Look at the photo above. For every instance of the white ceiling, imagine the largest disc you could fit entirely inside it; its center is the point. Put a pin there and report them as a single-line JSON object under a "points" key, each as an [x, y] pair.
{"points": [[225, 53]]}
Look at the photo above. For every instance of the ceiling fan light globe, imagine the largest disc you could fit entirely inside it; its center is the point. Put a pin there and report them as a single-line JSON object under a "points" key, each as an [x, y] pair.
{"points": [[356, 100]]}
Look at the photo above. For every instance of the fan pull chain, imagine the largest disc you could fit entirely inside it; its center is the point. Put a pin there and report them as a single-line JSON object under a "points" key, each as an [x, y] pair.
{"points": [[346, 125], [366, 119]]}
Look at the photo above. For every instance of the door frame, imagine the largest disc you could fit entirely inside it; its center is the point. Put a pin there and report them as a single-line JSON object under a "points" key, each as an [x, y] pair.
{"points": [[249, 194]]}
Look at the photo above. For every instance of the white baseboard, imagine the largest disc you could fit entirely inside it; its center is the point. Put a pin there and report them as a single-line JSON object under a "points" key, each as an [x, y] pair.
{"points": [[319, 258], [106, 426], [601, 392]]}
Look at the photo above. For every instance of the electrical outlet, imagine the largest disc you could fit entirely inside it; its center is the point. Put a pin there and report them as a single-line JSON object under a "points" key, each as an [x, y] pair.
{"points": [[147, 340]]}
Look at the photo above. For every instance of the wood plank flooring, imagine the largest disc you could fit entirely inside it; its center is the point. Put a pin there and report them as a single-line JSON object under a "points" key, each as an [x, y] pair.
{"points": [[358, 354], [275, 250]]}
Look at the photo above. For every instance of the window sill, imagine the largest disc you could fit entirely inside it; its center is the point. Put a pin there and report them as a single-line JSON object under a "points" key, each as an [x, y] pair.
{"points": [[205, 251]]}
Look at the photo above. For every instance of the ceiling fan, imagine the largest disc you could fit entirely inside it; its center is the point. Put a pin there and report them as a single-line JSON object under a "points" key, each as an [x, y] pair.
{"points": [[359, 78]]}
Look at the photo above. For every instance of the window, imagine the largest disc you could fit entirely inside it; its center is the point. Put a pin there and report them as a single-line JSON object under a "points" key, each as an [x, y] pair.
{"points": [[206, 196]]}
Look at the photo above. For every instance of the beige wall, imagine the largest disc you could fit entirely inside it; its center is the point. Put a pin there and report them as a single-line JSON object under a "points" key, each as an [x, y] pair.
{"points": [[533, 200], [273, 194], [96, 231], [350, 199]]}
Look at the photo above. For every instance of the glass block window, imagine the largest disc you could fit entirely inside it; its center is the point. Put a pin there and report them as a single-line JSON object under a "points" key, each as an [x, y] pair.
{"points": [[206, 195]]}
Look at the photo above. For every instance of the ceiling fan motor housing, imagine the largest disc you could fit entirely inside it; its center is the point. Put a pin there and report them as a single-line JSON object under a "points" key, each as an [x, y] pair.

**TASK TO CARRY OUT**
Every record shown above must be echoed exactly.

**PROBLEM SOLUTION**
Look at the photo above. For every instance of the white ceiling, imagine the largest disc you could fit entirely inside it; its center is the point. Put a pin there and report them as a single-line JSON object under a "points" key, each as an [x, y] pair.
{"points": [[225, 53]]}
Look at the photo above. For every instance of the ceiling fan light globe, imagine the largest disc you could fit entirely inside it; its center is the point. Put a pin there and report them as a single-line JSON object under a "points" key, each as an [x, y] pair.
{"points": [[356, 100]]}
Look at the photo above. For every instance of the fan pull chain, imagine the largest disc you could fit entirely inside it; its center is the point. Put a pin there and report them as a single-line JSON object under a "points" key, each as an [x, y] pair.
{"points": [[346, 125], [366, 119]]}
Look at the photo above. For every instance of the door frame, imagine the largest disc you could fit entirely inside it; its center is the point. Put a pin there and report them as a single-line JSON object under a "points" key, each as an [x, y] pair.
{"points": [[249, 194]]}
Look at the photo above. For every instance of the white baseboard, imagine the largest disc you could fit entirely inside it; its center is the point. Put a pin there and report them as a single-line JSON object under a "points" key, each as an [x, y] pair.
{"points": [[319, 258], [106, 426], [601, 392]]}
Look at the photo above. For every instance of the electrical outlet, imagine the largest disc you could fit entirely inside it; its center is the point. Put a pin there and report them as a single-line JSON object under a "points" key, each as an [x, y] pair.
{"points": [[147, 340]]}
Look at the photo above. For every instance of the wood plank flooring, imagine the largest disc you could fit entirely inside it; its center is the point. Put a pin there and report them as a single-line JSON object under a "points" key, each as an [x, y] pair.
{"points": [[358, 354], [275, 250]]}
Look at the photo above. For every instance of the window sill, imagine the largest disc you could fit entirely inside it; its center is the point. Put a pin there and report them as a single-line JSON object under a "points" key, each as an [x, y] pair.
{"points": [[205, 251]]}
Look at the photo above. For every instance of the ceiling fan, imagine the largest disc you could fit entirely inside it; its center is the point. Put a pin there and report them as a single-line JSON object under a "points" key, each as an [x, y] pair.
{"points": [[359, 78]]}
Look at the photo above. For every instance of the window, imagine the largest disc you could fit entirely inside it; its center is the point. Put a pin there and report them as a single-line JSON object under a "points" key, each as an [x, y] pair.
{"points": [[206, 196]]}
Look at the photo above. For every instance of the beige wall, imagine the largest disc you could fit entirely inside it; its center is the point. Put a pin there and report them as a single-line JSON object under a "points" key, each as an [x, y] pair.
{"points": [[533, 200], [273, 194], [96, 231], [350, 199]]}
Look at the photo above. For every instance of the glass block window, imagine the largest disc you could fit entirely inside it; its center is the point. Put a pin there and report them as a single-line JSON object under a "points" key, each as an [x, y] pair.
{"points": [[206, 195]]}
Look at the photo above. For every instance of the ceiling fan motor housing, imagine the largest disc you could fit entirely inside it; its center is the point. Put a pin there and report them as a single-line JSON object under a "points" key, each as an [x, y] pair.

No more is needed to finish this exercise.